— Start of Entries provided —
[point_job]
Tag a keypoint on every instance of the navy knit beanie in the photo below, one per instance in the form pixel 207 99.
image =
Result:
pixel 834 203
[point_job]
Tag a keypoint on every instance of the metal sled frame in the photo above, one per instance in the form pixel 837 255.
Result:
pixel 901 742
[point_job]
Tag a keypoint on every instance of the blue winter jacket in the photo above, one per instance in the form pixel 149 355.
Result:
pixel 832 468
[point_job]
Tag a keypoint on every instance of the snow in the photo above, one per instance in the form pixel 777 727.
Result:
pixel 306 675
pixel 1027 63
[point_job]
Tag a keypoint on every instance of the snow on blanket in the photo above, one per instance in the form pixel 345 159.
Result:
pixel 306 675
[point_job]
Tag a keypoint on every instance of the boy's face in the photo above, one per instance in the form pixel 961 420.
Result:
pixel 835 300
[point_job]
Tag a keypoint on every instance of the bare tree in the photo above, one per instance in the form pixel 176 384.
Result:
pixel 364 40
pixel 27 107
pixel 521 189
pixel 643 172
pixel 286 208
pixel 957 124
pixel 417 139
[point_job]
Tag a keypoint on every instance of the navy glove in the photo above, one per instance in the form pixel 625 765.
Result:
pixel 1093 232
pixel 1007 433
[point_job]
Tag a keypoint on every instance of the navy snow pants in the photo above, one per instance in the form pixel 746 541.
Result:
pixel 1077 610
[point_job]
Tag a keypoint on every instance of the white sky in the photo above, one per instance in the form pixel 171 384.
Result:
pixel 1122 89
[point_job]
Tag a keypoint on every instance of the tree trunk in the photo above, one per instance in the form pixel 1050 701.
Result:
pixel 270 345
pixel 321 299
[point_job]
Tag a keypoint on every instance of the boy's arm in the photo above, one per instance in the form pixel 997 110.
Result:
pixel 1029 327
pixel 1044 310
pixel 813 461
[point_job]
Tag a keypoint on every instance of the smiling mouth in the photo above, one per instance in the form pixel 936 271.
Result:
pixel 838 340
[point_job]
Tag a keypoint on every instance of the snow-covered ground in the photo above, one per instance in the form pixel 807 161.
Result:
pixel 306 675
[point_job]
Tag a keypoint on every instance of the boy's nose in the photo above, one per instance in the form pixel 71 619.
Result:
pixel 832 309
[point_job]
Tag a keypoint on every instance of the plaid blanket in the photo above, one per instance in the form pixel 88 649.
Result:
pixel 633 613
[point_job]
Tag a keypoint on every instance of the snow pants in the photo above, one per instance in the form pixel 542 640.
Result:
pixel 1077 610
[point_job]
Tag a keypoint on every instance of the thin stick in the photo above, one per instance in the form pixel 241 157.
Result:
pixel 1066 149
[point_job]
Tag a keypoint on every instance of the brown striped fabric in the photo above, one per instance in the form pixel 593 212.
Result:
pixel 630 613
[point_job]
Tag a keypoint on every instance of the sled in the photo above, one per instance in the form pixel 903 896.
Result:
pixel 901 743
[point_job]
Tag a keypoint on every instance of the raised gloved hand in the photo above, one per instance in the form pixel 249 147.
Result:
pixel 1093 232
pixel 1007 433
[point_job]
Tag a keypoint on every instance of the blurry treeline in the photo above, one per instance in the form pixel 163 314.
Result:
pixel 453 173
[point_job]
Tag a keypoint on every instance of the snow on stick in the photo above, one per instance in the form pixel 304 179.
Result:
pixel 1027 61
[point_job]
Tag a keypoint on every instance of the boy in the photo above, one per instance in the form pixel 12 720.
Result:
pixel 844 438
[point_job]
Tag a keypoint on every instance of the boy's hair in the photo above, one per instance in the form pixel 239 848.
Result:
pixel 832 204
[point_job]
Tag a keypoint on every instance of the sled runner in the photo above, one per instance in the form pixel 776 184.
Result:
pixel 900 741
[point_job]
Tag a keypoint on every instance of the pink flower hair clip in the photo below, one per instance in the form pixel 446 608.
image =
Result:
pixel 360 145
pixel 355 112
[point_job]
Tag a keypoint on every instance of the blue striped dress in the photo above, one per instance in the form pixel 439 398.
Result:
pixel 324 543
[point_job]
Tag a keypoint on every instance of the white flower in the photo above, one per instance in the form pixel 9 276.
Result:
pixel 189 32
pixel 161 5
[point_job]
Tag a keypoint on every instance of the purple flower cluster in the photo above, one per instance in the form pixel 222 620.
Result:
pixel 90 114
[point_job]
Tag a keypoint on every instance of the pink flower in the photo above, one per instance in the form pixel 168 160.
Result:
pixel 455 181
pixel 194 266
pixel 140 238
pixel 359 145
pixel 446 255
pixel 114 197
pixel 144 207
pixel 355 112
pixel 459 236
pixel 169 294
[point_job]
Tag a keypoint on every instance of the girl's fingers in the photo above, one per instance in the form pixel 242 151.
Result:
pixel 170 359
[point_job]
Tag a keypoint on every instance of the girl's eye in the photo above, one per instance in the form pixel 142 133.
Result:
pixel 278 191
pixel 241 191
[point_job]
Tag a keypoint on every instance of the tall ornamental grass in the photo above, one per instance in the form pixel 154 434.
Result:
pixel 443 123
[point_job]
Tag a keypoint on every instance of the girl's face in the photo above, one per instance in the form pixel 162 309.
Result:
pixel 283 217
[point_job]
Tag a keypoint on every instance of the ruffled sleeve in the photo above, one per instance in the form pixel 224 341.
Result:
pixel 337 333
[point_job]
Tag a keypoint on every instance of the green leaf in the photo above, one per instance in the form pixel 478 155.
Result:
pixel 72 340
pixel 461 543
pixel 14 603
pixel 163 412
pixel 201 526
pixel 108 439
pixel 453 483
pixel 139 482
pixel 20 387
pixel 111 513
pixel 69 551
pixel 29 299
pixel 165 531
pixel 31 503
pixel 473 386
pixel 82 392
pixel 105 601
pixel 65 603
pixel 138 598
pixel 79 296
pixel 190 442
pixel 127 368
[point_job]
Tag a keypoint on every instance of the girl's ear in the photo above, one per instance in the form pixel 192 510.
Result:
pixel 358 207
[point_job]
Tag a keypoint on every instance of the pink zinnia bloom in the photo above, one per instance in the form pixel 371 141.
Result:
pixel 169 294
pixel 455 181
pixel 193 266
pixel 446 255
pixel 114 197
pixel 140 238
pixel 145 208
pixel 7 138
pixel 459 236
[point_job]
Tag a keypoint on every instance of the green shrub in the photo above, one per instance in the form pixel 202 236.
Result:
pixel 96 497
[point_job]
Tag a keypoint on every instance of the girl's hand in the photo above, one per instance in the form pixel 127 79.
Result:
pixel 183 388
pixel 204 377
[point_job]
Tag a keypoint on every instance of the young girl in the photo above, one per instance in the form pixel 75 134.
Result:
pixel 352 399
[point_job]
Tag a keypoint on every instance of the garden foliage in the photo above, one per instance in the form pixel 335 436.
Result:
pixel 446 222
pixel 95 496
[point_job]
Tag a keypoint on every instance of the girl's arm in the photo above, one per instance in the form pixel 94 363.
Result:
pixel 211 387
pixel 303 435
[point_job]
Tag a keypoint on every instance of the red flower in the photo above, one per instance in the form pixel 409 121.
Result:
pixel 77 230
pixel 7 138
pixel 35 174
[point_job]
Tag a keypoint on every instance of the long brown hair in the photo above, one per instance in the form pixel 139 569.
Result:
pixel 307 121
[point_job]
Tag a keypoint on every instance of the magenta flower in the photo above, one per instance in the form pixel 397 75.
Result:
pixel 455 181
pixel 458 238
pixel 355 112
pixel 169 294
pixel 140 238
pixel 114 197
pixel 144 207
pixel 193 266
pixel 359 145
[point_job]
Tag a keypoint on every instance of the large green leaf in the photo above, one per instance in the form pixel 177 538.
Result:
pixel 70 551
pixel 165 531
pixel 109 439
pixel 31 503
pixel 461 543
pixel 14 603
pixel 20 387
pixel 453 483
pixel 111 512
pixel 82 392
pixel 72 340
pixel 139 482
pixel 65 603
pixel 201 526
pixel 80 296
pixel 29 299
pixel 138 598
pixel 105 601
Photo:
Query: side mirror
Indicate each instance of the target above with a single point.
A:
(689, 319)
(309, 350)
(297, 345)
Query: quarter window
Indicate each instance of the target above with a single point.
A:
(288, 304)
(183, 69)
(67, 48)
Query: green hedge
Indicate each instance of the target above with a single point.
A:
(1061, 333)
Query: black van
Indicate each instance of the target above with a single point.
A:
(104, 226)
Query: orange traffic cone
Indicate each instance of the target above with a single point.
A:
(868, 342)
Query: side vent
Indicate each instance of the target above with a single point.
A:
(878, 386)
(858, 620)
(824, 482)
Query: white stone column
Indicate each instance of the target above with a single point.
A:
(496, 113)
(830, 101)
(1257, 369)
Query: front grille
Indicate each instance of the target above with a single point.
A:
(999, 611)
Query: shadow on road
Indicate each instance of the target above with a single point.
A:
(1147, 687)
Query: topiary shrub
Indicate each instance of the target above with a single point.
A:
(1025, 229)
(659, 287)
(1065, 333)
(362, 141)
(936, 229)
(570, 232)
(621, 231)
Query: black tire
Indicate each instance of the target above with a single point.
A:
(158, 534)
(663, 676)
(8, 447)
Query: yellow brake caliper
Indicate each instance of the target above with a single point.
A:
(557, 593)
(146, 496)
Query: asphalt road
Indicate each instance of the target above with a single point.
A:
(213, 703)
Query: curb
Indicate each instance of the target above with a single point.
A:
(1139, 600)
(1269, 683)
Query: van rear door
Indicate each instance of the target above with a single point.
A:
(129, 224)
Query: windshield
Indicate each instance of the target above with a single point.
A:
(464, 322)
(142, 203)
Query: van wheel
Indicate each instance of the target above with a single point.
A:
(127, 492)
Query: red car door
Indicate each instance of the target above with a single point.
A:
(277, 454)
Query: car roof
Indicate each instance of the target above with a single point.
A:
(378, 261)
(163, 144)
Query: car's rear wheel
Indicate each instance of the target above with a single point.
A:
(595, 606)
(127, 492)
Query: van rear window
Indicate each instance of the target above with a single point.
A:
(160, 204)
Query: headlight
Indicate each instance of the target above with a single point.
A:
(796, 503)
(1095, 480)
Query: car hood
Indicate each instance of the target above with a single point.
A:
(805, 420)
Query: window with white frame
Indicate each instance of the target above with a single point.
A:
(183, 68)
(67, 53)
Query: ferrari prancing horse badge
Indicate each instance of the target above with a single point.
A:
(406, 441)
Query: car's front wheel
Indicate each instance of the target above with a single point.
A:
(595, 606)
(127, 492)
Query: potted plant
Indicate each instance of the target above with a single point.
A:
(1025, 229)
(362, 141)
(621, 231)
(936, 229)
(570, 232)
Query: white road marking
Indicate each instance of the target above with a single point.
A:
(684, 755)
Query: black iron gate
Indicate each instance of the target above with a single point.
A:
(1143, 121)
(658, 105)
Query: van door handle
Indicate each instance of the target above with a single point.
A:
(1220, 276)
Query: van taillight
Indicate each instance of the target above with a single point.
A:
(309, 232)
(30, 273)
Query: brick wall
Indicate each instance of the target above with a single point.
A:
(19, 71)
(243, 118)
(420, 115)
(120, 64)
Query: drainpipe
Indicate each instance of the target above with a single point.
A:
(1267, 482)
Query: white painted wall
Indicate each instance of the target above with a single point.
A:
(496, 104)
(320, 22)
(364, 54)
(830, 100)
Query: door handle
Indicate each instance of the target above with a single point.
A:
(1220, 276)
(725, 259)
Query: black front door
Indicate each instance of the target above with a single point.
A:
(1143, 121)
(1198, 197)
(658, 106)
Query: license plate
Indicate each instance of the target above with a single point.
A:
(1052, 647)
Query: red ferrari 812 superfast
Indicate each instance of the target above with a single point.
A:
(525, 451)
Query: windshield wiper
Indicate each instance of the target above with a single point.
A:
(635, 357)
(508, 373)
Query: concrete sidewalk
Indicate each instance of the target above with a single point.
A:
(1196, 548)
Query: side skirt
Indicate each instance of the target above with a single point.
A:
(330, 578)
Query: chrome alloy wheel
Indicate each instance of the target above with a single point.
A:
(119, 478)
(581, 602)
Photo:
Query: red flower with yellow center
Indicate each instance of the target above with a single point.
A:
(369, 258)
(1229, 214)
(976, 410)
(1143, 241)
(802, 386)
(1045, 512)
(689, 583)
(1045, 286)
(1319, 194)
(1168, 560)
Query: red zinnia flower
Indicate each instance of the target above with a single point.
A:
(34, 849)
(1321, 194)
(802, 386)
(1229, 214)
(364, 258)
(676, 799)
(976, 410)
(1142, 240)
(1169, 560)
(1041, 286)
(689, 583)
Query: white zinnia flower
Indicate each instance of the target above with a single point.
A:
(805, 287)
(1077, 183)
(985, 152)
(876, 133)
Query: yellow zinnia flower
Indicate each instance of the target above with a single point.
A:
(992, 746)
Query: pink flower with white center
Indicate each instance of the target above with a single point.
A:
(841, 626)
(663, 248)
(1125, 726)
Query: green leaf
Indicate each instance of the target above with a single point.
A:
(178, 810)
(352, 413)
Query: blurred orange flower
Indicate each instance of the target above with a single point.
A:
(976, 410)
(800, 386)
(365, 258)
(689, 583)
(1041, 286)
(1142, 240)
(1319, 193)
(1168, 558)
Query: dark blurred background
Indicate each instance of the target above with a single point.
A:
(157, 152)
— End of Entries provided —
Reproduce everything in the data from the line containing "Query: white zinnia flower" down to the final line, inclusive, character for character and with no other lines.

Solved problem:
Query: white zinnia flower
Indicate each instance of the target above with a single point.
A:
(805, 287)
(1077, 183)
(985, 152)
(876, 133)
Query: yellow zinnia flower
Indicate each instance of the target above with a single point.
A:
(992, 746)
Query: pink flower with white center
Indicate each instance of the target above with a single point.
A:
(841, 626)
(663, 248)
(1125, 726)
Query: green leaf
Indicate each instance of the target above with a single point.
A:
(178, 810)
(352, 413)
Query: blurred orange flower
Indicate each instance of the target above with a single point.
A:
(976, 410)
(800, 386)
(365, 258)
(689, 583)
(1041, 286)
(1142, 240)
(1319, 193)
(1168, 558)
Query: dark blurred background
Indicate each instance of the target above with a single point.
A:
(157, 152)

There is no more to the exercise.